* WHAT TO WORK ON
Exactly as written, return every line of the data below.

* GIVEN DATA

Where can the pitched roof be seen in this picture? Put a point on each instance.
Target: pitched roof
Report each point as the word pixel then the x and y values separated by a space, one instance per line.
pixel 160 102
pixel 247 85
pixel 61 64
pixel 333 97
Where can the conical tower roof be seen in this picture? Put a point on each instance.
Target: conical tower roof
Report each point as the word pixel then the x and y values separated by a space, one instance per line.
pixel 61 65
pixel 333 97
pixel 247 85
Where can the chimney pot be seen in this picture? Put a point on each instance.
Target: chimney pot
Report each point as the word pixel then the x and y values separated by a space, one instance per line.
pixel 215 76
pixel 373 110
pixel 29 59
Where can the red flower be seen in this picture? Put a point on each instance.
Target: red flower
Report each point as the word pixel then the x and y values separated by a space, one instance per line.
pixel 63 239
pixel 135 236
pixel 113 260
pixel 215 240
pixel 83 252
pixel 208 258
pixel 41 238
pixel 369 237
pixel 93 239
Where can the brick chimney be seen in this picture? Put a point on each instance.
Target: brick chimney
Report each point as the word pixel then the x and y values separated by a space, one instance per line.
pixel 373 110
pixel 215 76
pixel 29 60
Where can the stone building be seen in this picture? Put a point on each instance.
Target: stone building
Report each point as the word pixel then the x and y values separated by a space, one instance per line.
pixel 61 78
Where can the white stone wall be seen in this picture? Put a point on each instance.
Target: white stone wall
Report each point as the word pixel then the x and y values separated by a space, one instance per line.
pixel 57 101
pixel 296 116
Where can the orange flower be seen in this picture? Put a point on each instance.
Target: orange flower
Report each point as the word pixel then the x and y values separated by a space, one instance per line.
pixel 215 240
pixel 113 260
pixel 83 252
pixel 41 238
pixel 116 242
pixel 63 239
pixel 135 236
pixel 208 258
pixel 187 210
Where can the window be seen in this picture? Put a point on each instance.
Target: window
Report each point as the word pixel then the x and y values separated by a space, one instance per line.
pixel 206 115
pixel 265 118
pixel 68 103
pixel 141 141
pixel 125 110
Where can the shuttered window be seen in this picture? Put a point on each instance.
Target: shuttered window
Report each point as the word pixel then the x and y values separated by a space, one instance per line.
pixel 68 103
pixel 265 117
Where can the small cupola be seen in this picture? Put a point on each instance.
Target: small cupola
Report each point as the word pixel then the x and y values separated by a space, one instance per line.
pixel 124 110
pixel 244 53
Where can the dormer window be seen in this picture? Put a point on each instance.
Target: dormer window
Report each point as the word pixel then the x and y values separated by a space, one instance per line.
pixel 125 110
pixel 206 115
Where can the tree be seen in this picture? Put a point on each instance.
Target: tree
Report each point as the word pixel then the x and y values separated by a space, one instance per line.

* SOLUTION TO THIS TASK
Where can the pitched roof be seen in this picture? Put a point on each instance.
Target: pitched roof
Report each point as the word pixel then the x and y values separated by a space, one instance per line.
pixel 160 102
pixel 247 85
pixel 61 64
pixel 333 97
Where can the conical tower roof be seen in this picture? Put a point on each instance.
Target: conical tower roof
Report each point as the word pixel then the x and y values separated by a space, one instance per line.
pixel 61 65
pixel 333 97
pixel 247 85
Where can the chimney pot be seen in this picture? Put a point on each instance.
Target: chimney pot
Report each point as the word pixel then the x and y values separated by a space, one instance per line.
pixel 215 76
pixel 373 110
pixel 29 59
Where can the red flower be seen in this picture? Put a point on each instance.
Target: red flower
Report each point as the word pixel then the x and y values separated by a space, one instance per line.
pixel 63 239
pixel 135 236
pixel 113 260
pixel 215 240
pixel 83 252
pixel 208 258
pixel 41 238
pixel 369 237
pixel 93 239
Where can the brick chimney be seen in this picture? Put a point on each instance.
Target: brick chimney
Report each point as the word pixel then the x and y values separated by a space, one instance per line.
pixel 373 110
pixel 215 76
pixel 29 60
Where can the stone building be seen in this picture? Put a point on each instance.
Target: stone building
Report each point as the word pixel then the x and y values separated by a space, one instance per line.
pixel 61 78
Where can the white stone wall be seen in this picture? Put a point on each instance.
Target: white stone wall
Report each point as the word pixel then the x and y values separated by a space, one instance per line.
pixel 57 101
pixel 296 116
Where can the orange flower be seen in this picture? Put a point on each instance.
Target: orange flower
Report each point as the word pixel then the x and y values separated by a space, one instance per line.
pixel 215 240
pixel 113 260
pixel 83 252
pixel 41 238
pixel 116 242
pixel 63 239
pixel 135 236
pixel 208 258
pixel 187 210
Where can the window be seen in this picture? Put a point on each instance.
Target: window
Report each point as the word pixel then the x and y values separated by a space, one instance per line.
pixel 206 115
pixel 265 118
pixel 68 103
pixel 141 141
pixel 125 110
Where can the shuttered window be seen in this picture? Put a point on each instance.
Target: shuttered window
Report each point as the word pixel then the x and y values separated by a space, one instance per line.
pixel 68 103
pixel 265 117
Where can the small cupola be seen in this picture? Put a point on each instance.
Target: small cupola
Report each point as the word pixel then the x and y values separated by a space, one instance per line.
pixel 124 110
pixel 244 53
Where can the dormer window be seen in this picture? Put a point on each instance.
Target: dormer window
Report each point as the word pixel then the x and y values separated by a space, one instance per line.
pixel 125 110
pixel 206 115
Where can the tree be seen in this picture? Put a point on each instance.
Target: tree
Report each point as the word pixel then the x and y values separated by a space, one instance per line.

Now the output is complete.